Rows from a dataset for labeling boxes
════

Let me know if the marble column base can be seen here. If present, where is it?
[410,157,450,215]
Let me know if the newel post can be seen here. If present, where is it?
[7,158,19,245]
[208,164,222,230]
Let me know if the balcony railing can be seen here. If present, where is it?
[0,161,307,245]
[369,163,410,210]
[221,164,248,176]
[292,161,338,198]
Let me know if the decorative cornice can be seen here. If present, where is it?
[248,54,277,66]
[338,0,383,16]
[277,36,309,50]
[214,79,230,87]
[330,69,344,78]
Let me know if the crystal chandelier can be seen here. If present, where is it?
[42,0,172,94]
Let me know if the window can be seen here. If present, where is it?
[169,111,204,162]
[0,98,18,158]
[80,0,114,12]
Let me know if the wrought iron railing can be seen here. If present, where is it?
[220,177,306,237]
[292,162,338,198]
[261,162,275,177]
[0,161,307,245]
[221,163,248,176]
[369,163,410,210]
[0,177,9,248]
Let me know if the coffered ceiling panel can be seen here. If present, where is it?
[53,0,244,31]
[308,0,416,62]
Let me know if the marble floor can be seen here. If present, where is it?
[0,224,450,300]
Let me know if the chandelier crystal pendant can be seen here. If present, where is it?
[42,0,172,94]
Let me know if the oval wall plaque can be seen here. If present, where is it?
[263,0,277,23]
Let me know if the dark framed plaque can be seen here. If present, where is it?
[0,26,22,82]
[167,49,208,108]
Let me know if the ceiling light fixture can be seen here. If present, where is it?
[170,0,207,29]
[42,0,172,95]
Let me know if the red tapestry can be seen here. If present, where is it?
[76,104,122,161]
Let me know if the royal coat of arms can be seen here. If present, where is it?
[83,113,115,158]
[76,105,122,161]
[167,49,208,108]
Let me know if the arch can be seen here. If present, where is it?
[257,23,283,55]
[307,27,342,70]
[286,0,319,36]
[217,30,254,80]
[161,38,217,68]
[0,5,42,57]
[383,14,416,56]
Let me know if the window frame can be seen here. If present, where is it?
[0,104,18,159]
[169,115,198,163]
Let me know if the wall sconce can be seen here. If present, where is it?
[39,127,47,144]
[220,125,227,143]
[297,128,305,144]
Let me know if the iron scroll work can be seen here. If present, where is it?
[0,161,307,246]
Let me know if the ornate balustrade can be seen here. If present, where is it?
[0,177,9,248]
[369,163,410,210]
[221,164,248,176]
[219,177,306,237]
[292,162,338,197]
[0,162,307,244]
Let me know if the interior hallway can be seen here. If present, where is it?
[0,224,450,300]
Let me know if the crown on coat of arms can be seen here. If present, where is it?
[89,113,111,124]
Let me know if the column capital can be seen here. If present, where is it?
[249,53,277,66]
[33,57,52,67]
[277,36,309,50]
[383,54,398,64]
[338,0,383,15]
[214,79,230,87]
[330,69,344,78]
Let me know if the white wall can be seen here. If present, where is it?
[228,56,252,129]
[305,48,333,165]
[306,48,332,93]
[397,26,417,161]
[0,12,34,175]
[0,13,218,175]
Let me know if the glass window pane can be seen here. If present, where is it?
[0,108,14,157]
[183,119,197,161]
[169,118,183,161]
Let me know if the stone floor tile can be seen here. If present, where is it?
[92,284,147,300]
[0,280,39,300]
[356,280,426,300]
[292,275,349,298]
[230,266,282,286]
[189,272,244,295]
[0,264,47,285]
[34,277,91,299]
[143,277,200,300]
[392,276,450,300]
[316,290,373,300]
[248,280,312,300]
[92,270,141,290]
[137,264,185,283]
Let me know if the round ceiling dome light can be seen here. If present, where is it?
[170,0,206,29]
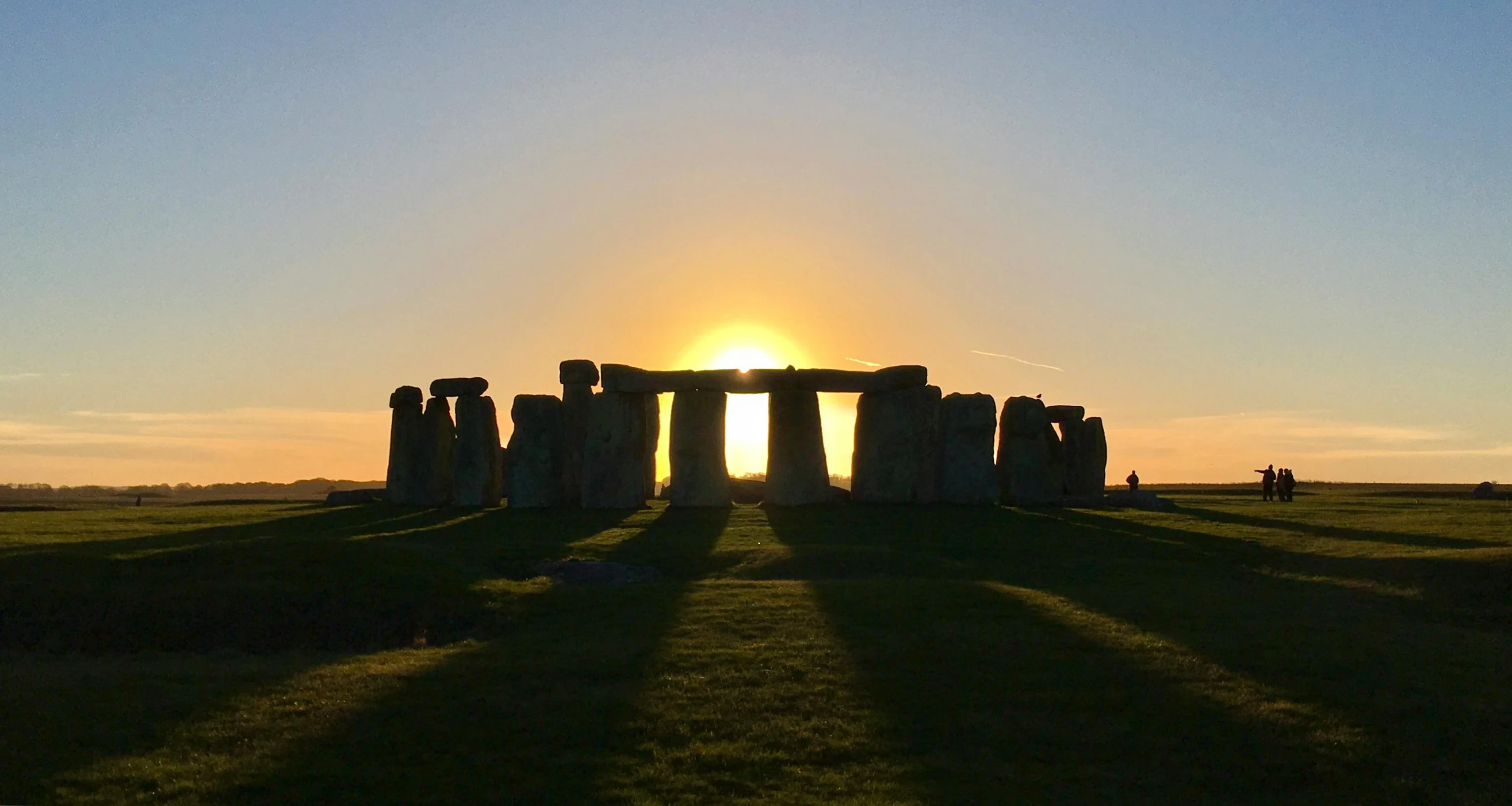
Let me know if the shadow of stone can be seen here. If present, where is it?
[216,510,729,803]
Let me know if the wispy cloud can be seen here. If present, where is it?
[968,349,1066,372]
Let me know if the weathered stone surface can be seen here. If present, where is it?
[641,392,661,499]
[508,395,562,508]
[603,364,928,395]
[935,393,1000,503]
[389,385,425,408]
[764,390,833,507]
[1060,417,1108,496]
[1045,405,1087,422]
[556,358,599,385]
[582,390,646,510]
[851,385,940,503]
[452,396,503,507]
[670,392,730,507]
[998,398,1060,507]
[384,385,425,503]
[411,398,457,507]
[562,381,597,507]
[431,378,488,398]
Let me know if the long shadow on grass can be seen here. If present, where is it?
[216,510,729,803]
[1161,507,1506,549]
[768,508,1509,803]
[0,507,630,801]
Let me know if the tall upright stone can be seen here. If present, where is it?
[452,395,503,507]
[558,358,599,507]
[851,385,940,503]
[670,392,730,507]
[582,392,647,510]
[413,398,457,507]
[384,385,425,503]
[765,390,832,507]
[998,398,1057,507]
[507,395,562,508]
[936,393,998,503]
[641,392,661,498]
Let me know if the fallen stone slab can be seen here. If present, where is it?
[431,378,488,398]
[325,487,384,507]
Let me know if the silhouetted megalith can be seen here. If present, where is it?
[452,396,503,507]
[508,395,562,508]
[998,398,1058,507]
[582,392,646,510]
[641,392,661,499]
[384,385,425,503]
[670,390,730,507]
[431,378,488,398]
[851,385,940,503]
[935,393,1000,503]
[762,390,833,507]
[413,398,457,507]
[556,358,599,385]
[561,379,597,507]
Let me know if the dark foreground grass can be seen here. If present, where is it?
[0,490,1512,804]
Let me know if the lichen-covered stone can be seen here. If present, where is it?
[670,390,730,507]
[582,392,647,510]
[762,390,833,507]
[452,396,502,507]
[508,395,562,508]
[851,385,940,503]
[935,393,1000,503]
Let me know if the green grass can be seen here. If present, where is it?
[0,487,1512,804]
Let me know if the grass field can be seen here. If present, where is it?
[0,487,1512,804]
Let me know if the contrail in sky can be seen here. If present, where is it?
[968,349,1066,372]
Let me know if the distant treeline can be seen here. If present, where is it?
[0,478,384,503]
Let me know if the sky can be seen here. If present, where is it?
[0,2,1512,486]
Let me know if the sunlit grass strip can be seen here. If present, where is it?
[984,582,1368,758]
[53,643,478,804]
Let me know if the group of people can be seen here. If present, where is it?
[1255,464,1297,501]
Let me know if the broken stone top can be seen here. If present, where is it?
[431,378,488,398]
[389,385,425,408]
[603,364,928,395]
[558,358,599,385]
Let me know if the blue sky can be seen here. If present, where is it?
[0,3,1512,484]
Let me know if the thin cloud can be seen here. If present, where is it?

════

### YOUR TASK
Arrange all of the data above as a numbered list with one line per number, leaving out any blank lines. Do not include the pictures in your answer.

### RESULT OF THIS EXERCISE
1. Let me know if the marble column base can be seen here. If present, where is it?
2. [410,157,450,215]
3. Let me know if the newel post can be seen here. If present, where is it?
4. [7,158,19,245]
5. [208,164,222,230]
6. Let me know if the balcony railing can be seen here. If present, where is it?
7. [0,161,307,245]
8. [369,163,410,210]
9. [221,164,248,176]
10. [292,161,338,198]
11. Let me know if the decorative cornice can be seen here. If present, where is it?
12. [248,54,277,66]
13. [338,0,383,16]
14. [277,36,309,50]
15. [214,79,230,87]
16. [330,69,344,78]
17. Let me know if the crystal chandelier can be seen here. If present, where is it?
18. [42,0,172,94]
19. Let me know if the window can be seen here. If present, where is it?
20. [169,111,204,162]
21. [0,98,18,158]
22. [80,0,114,12]
23. Let me know if the wrought iron railing can be seen here. If present, where is it?
24. [220,177,306,237]
25. [292,162,338,198]
26. [261,162,275,177]
27. [0,161,307,245]
28. [221,163,248,176]
29. [369,163,410,210]
30. [0,177,9,248]
31. Let me know if the coffered ceiling panel can be seen here. If present, where is it?
32. [53,0,244,31]
33. [308,0,416,62]
34. Let me know if the marble floor can be seen here. If present, where is it?
35. [0,224,450,300]
36. Let me know if the chandelier crystal pendant can be seen here. If present, where is it?
37. [42,0,172,94]
38. Let me know if the oval wall plaque can be seen here. If present, where is it?
39. [263,0,277,23]
40. Let me know if the dark framed plaque can be seen here. If present, where is it?
41. [0,26,22,82]
42. [167,49,208,108]
43. Let me know if the ceiling light fixture can be seen here. If present, where is it?
44. [170,0,207,29]
45. [42,0,172,95]
46. Let me know if the red tapestry can be seen here. If present, where is it?
47. [76,104,122,161]
48. Let me know if the royal coat of arms can be seen here. If present, where is it?
49. [83,113,115,158]
50. [76,105,122,161]
51. [167,49,208,108]
52. Let me know if the arch can be seen here. If present, where is it?
53. [257,23,283,55]
54. [307,27,342,70]
55. [286,0,319,36]
56. [217,30,254,80]
57. [161,38,217,68]
58. [0,5,42,57]
59. [383,14,416,56]
60. Let me know if the window frame can be seen here. If present, where is it?
61. [0,104,18,159]
62. [169,115,198,163]
63. Let me know if the wall sconce can be seen here. If present, where is it?
64. [39,127,47,144]
65. [220,125,227,143]
66. [297,128,305,144]
67. Let me know if the iron scroll work can be seen here. If present, where is it?
68. [0,161,307,246]
69. Let me know if the ornate balustrade can be seen here. If present, where is it?
70. [0,177,9,248]
71. [369,163,410,210]
72. [221,164,248,176]
73. [219,177,306,237]
74. [292,162,338,197]
75. [0,162,307,244]
76. Let me know if the interior hallway can be seen here. If present, where is it?
77. [0,224,450,300]
78. Let me know if the crown on coat of arms can be seen here. If present, where is it?
79. [89,113,111,124]
80. Let me know if the column capital can be seen here. If present, where is it?
81. [249,53,277,66]
82. [33,57,52,67]
83. [277,36,309,50]
84. [383,54,398,64]
85. [338,0,383,15]
86. [214,79,230,87]
87. [330,69,344,78]
88. Let me know if the white wall can be seen here. If present, where is it?
89. [228,56,252,129]
90. [305,48,333,165]
91. [306,48,332,93]
92. [397,26,417,161]
93. [0,12,34,175]
94. [0,13,218,175]
95. Let me know if the glass window pane can be seen here. If present, where is it?
96. [0,108,14,157]
97. [183,119,197,161]
98. [169,118,183,161]
99. Let me know if the stone floor tile can be seen here. If present, where is it?
100. [92,284,147,300]
101. [0,280,39,300]
102. [356,280,426,300]
103. [292,275,349,298]
104. [230,266,282,286]
105. [189,272,244,295]
106. [0,264,47,285]
107. [34,277,91,299]
108. [143,277,200,300]
109. [392,276,450,300]
110. [316,290,373,300]
111. [248,280,312,300]
112. [92,270,141,290]
113. [137,264,185,283]
114. Let me know if the round ceiling dome light can be seen here. If present, where is it?
115. [170,0,206,29]
116. Let me know if the shadow of stone can be seen here. If present, where is it?
117. [216,510,729,803]
118. Let me know if the wispy cloud can be seen here. If present, where is it?
119. [968,349,1066,372]
120. Let me know if the weathered stone surface can be seen here. If present, where is it?
121. [641,392,661,499]
122. [508,395,562,508]
123. [603,364,928,395]
124. [935,393,1000,503]
125. [389,385,425,408]
126. [764,390,833,507]
127. [1060,417,1108,496]
128. [1045,405,1087,422]
129. [556,358,599,385]
130. [582,390,646,510]
131. [851,385,940,503]
132. [452,396,503,507]
133. [670,392,730,507]
134. [998,398,1060,507]
135. [384,385,425,503]
136. [411,398,457,507]
137. [562,381,597,507]
138. [431,378,488,398]
139. Let me know if the long shadow on grass can be seen here. If present, where is it?
140. [216,510,729,803]
141. [1161,507,1506,549]
142. [768,508,1509,803]
143. [0,507,630,801]
144. Let me know if the tall upright stone can be seen here. If present, where is it?
145. [452,395,503,507]
146. [558,358,599,507]
147. [851,385,940,503]
148. [670,392,730,507]
149. [582,392,647,510]
150. [413,398,457,507]
151. [384,385,425,503]
152. [765,390,832,507]
153. [998,398,1057,507]
154. [507,395,562,508]
155. [936,393,998,503]
156. [641,392,661,498]
157. Let me know if the fallen stone slab can be seen here. If present, where is it?
158. [431,378,488,398]
159. [325,487,384,507]
160. Let me know if the silhouetted megalith can be seen here. If present, where is it?
161. [452,396,503,507]
162. [508,395,562,508]
163. [998,398,1058,507]
164. [582,392,646,510]
165. [641,392,661,499]
166. [384,385,425,503]
167. [670,390,730,507]
168. [431,378,488,398]
169. [851,385,940,503]
170. [935,393,1000,503]
171. [762,390,833,507]
172. [413,398,457,507]
173. [556,358,599,385]
174. [561,379,597,507]
175. Let me know if the dark foreground grass can be seen here. If present, where is it?
176. [0,490,1512,804]
177. Let me know if the lichen-covered stone can be seen here. If present, where is it?
178. [670,390,730,507]
179. [582,392,647,510]
180. [762,390,833,507]
181. [452,396,502,507]
182. [508,395,562,508]
183. [851,385,940,503]
184. [935,393,1000,503]
185. Let me know if the green grass can be seen here. If present, where is it?
186. [0,487,1512,804]
187. Let me know if the grass field can be seen here. If present, where is it?
188. [0,487,1512,804]
189. Let me know if the contrail in sky can be seen here. If present, where is it?
190. [968,349,1066,372]
191. Let me know if the distant treeline can be seen here. If present, where is it?
192. [0,478,384,503]
193. Let me know if the sky can be seen here. If present, where is it?
194. [0,2,1512,486]
195. Let me know if the sunlit grass strip can be seen here. If present, where is it?
196. [984,582,1368,758]
197. [53,643,478,804]
198. Let me know if the group of people can be seen here. If present, where is it?
199. [1255,464,1297,501]
200. Let me know if the broken stone top can be seen here. If present, where is it?
201. [431,378,488,398]
202. [389,385,425,408]
203. [603,364,928,395]
204. [558,358,599,385]
205. Let me know if the blue sky can be seen here. If present, where is it?
206. [0,3,1512,484]
207. Let me know if the thin cloud can be seen here. If present, where is it?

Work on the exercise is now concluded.